▸ Exercises to complete
1 - Rewrite the passage of the 1906 election text from "This article provides" up to and including "member for Wilmot.", changing "Wilmot" to "Franklin".
2 - In the listing, find each line that contains the string "horse", matching case exactly, and copy those lines out.

▸ Page text
__________________________________________________

This article provides information on candidates who stood for the 1906 Australian federal election. The election was held on 12 December 1906.

By-elections, appointments and defections

By-elections and appointments

On 26 February 1904, Norman Cameron (Free Trade) was elected to replace Sir Edward Braddon (Free Trade) as the member for Wilmot.
On 30 March 1904, William Maloney (Labour) was elected to replace Sir Malcolm McEacharn (Protectionist) as the member for Melbourne. McEacharn's election in 1903 had been declared void.
On 18 May 1904, John Chanter (Protectionist) was elected to replace Robert Blackwood (Free Trade) as the member for Riverina. Blackwood's election in 1903 had been declared void.
On 12 October 1906, Isaac Isaacs (Protectionist) resigned as the member for Indi. H. B. Higgins (Protectionist) resigned as the member for Northern Melbourne the following day. Due to the proximity of the election, no by-elections were held.

__________________________________________________

▸ Extracted data

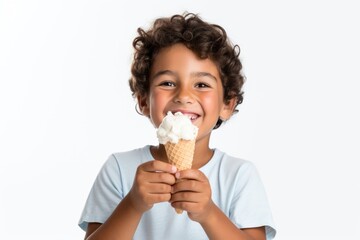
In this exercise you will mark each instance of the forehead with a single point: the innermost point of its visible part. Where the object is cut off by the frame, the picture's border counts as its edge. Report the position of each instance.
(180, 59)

__________________________________________________

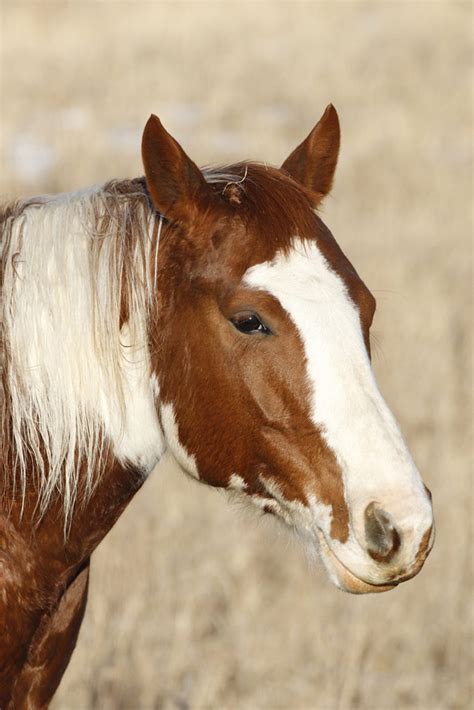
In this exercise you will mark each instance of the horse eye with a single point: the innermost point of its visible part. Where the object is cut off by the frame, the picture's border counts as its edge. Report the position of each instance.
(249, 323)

__________________________________________________

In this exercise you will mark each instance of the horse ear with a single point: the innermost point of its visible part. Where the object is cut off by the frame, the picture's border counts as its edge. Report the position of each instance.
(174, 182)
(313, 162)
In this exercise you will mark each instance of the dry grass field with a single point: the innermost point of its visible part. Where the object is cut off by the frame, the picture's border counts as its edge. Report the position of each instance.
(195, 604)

__________________________________________________

▸ Set of answers
1 -
This article provides information on candidates who stood for the 1906 Australian federal election. The election was held on 12 December 1906.

By-elections, appointments and defections

By-elections and appointments

On 26 February 1904, Norman Cameron (Free Trade) was elected to replace Sir Edward Braddon (Free Trade) as the member for Franklin.

2 -
In this exercise you will mark each instance of the horse eye with a single point: the innermost point of its visible part. Where the object is cut off by the frame, the picture's border counts as its edge. Report the position of each instance.
In this exercise you will mark each instance of the horse ear with a single point: the innermost point of its visible part. Where the object is cut off by the frame, the picture's border counts as its edge. Report the position of each instance.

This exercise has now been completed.